◆ **Activity**:
List all the lines in these records that hold "query".

◆ **Input data**:
◇ ◇ ◇ ◇ ◇

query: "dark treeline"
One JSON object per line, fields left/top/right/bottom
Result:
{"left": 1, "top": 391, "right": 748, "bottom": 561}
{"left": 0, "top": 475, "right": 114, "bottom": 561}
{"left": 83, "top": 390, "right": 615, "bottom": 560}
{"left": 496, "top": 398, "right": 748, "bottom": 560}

◇ ◇ ◇ ◇ ◇

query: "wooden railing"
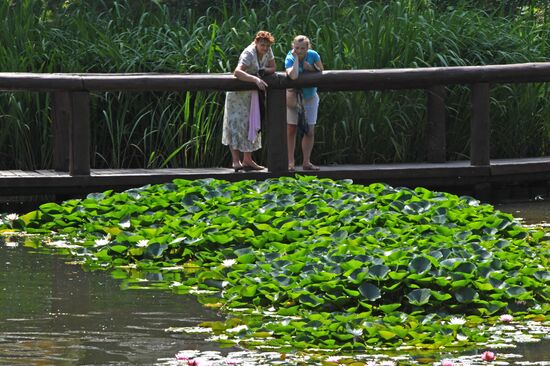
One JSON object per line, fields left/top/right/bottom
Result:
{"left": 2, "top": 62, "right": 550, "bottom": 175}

◇ ◇ ◇ ◇ ◇

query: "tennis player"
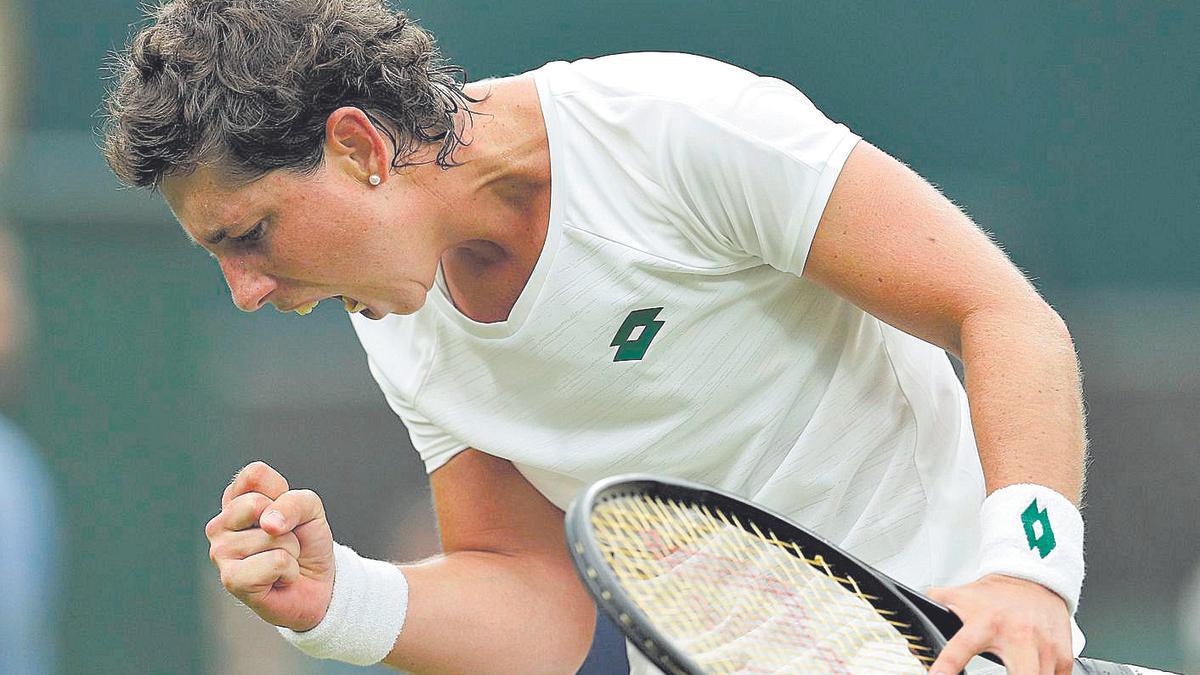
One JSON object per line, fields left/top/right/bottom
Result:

◇ ◇ ◇ ◇ ◇

◆ **Task response**:
query: "dark treeline"
query: "wooden railing"
query: "tennis player"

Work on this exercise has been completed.